> Отрывок документа

"""

Анна Чайковская - Триумф красной герани. Книга о Будапеште
Зонт святого Петра и госпожа Розалия
Свои соображения на тему соседства мадьяр-христиан и евреев-иудеев имелись и у крестьянского населения Венгрии. В романе Кальмана Миксата «Зонт святого Петра» (1895) есть любопытнейший эпизод. Действие происходит в австро-венгерские времена в глухой провинции («где-то среди гор Шелмецбани и Бестерце»). Жители деревни, называемой Бабасек и славной уже тем, что в ней раз в году случается ярмарка, решили, что ей пора и быть и слыть – городом: «…В городе все как-то гораздо значительнее, солиднее: земля, сады и даже люди. Само слово «горожанин» уже кое-что значит. Выберут тебя, допустим, в управу – и ты уже сенатор; древний домишко с соломенной крышей, где заседают старейшины, это тебе не что-нибудь, а магистрат; «десятский», в бочкоры обутый, в городе гайдуком прозывается, и хоть нет на нем доломана путного, зато медная пряжка так и сверкает на самом брюхе. Гайдук этот в придачу ко всему должен еще уметь в барабан бить – по той простой причине, что в городишке барабан имеется; а города побогаче, те даже пожарными насосами обзаводятся. Ничего не поделаешь – положение, как говорится, обязывает»[111]. Жители же соседних деревень посмотрели на затею скептически и недоверие свое к замыслам бабасекцев выразили такими словами: «Тоже город называется! Да там ни одного еврея нет! А ведь дело известное: ежели еврей какое место обошел, жизни тому месту не видать и городом не бывать».
Деревенские, однако, оказались людьми деятельными, и положили во что бы то ни стало завести у себя еврея, чтобы можно было этому критерию города, заявленному народным мнением, соответствовать. Затея, хоть и не вполне, но удалась, и в Бабасек прибыла вдова Мюнц, еврейка, госпожа Розалия: «Вначале многим не нравилось, что магистрат приобрел для города не еврея, а еврейку – ведь насколько респектабельней, горделивей звучали бы случайно оброненные бабасекцем слова: «А наш еврей сказал то да это. Наш Мориц или Тобиаш сделал то или это»; на долю же бабасекцев досталось лишь: «Наша еврейка или наша Розалия», а этого, в общем-то, было мало и звучало чересчур скромно. Одним словом, в Бабасек следовало привезти, конечно, еврея с длинной бородой, с горбатым носом и, лучше всего, с рыжими волосами – вот это был бы настоящий еврей!». Тем не менее появление в центре рынка прямо напротив кузницы настоящей еврейской лавки сразу заставило соседей смотреть на Бабасек с должным уважением. А уж «когда на пурим или, скажем, на кущи со всего света съезжались семеро сыновей Мюнц и на виду у целого города прохаживались по рыночной площади в праздничных господских костюмах, в ботинках со шнурками и в шляпах-котелках, жители Бабасека не выдерживали, выползали в свои садочки и, прямо-таки раздуваясь от гордости при виде столь внушительного зрелища, обменивались замечаниями через плетень:
– Говорю тебе, сват, уж коли наш город не город, тогда и нетопырь козявочка!

"""

> Фрагмент набора данных
"""

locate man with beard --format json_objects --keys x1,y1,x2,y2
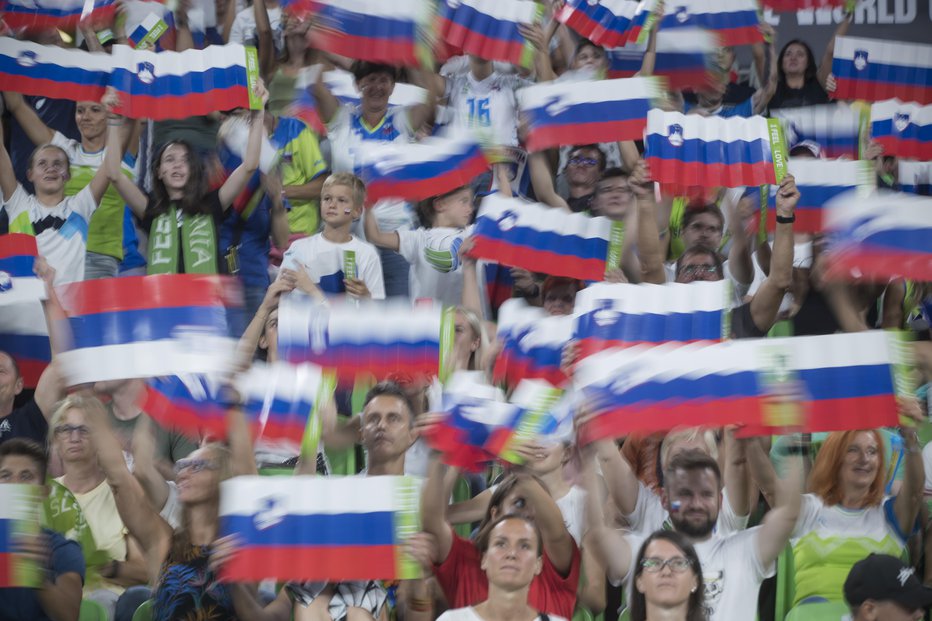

"""

> Условие задания
Подхватите отрывок о деревне Бабасек и госпоже Розалии и продолжите его сразу после последней приведенной реплики.

> Ответ к заданию
– Само собой, – поглаживая пузо, отвечал сват, – Пелшёцу и в десять лет не перевидать столько евреев».
Роман написан цветисто и увлекательно, в лучших традициях европейской беллетристики XIX века, но даже в потоке разнообразных приключений многочисленных персонажей не теряется этот, внятно высказанный, тезис: поселению, чтобы называться городом, нужно быть космополитическим, интернациональным, соединяющим в себе разные модусы жизни, разные мнения, разные веры, темпераменты, нравы… Что в условиях венгерской провинции тех времен означает: город – тогда город, когда в нем живет хоть один еврей.
И еще цитата: «Муниципальные власти дошли до того, что, по предложению дальновидного бургомистра Бабасека Яноша Мравучана, при переделе приусадебных земель специально выделили два участка: один под синагогу, другой под еврейское кладбище, хотя в городе и была одна-единственная еврейка.
А ведь если подумать, так не все ли равно? Будущее – оно впереди, и кто знает, что еще ждет их в этом будущем. Зато какое удовольствие, когда можно этак совсем небрежно вставить в разговор с чужаками: «Так ведь от бабасекского еврейского кладбища до места того рукой подать», или: «Совсем с синагогой рядом», или еще что-нибудь в этом роде».
История соседства. Продолжение
Традиции, во всяком случае, по большей части склоняли более к соседству, пусть и не всегда исключительно дружественному, чем к бескомпромиссной взаимной ненависти. Во времена Черной смерти XIV столетия, пандемии чумы, охватившей всю Европу и повсюду сопровождавшейся погромами и массовыми убийствами евреев, в которых видели «организаторов» бедствия, в австрийских и венгерских землях особых эксцессов засвидетельствовано не было. Во всяком случае, правление Людовика I Великого (1342–1382) обошлось без антиеврейских акций, а его сосед и современник австрийский герцог Альбрехт II (1330–1358) смог сдержать погромы в своих владениях, объявив о неминуемом наказании для их инициаторов.
На литографии[112], изображающей встречу короля Матьяша и его супруги Беатрисы Арагонской ликующими жителями Буды в 1476 году, среди граждан города изображены почтенные евреи со свитками Торы в руках. Историческим документом по эпохе короля Матьяша литография, отпечатанная в 1864 году, конечно, не является, но о взглядах общества своего времени судить позволяет: для Венгрии середины XIX века соседство христиан-венгров с евреями – факт, уже прочно вошедший в самосознание национальной культуры.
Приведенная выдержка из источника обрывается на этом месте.